Labeled-object pointing entries

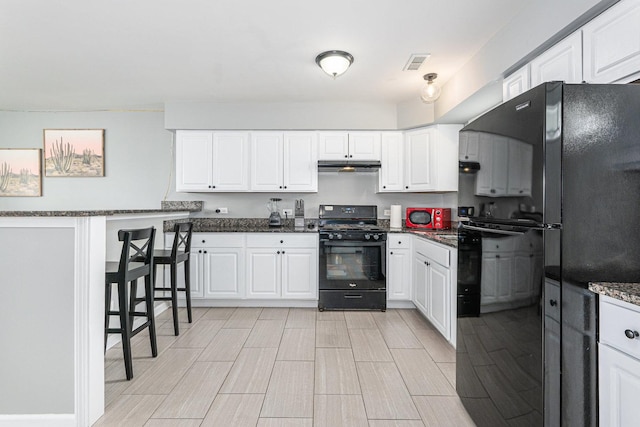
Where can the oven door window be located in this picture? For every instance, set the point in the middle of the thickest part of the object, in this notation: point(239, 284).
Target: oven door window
point(357, 263)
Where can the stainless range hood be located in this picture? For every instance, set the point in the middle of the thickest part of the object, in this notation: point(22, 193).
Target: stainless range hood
point(348, 165)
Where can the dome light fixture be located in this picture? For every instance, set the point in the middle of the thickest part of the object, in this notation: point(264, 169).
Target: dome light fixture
point(334, 62)
point(431, 91)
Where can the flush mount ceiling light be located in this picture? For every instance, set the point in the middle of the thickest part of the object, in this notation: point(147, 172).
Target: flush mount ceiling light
point(334, 62)
point(431, 91)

• **Exercise directions**: Using the material above, extract the line that contains "Where can the stainless" and every line after it, exactly as given; stop at the last line.

• **Task result**:
Where can the stainless range hood be located in this picture? For every instance, set the point in the middle of the thickest part of the object, in this notation: point(22, 193).
Target: stainless range hood
point(348, 165)
Where can the dome light fixture be located in this picture? For every instance, set the point in the middle of the thickest part of the object, in this notation: point(264, 169).
Target: dome light fixture
point(334, 62)
point(431, 91)
Where can the flush mount ceiling light be located in this picture? For every instance, set the point in the middle of the thickest part of the object, in this notation: point(147, 172).
Target: flush mount ceiling light
point(334, 62)
point(431, 91)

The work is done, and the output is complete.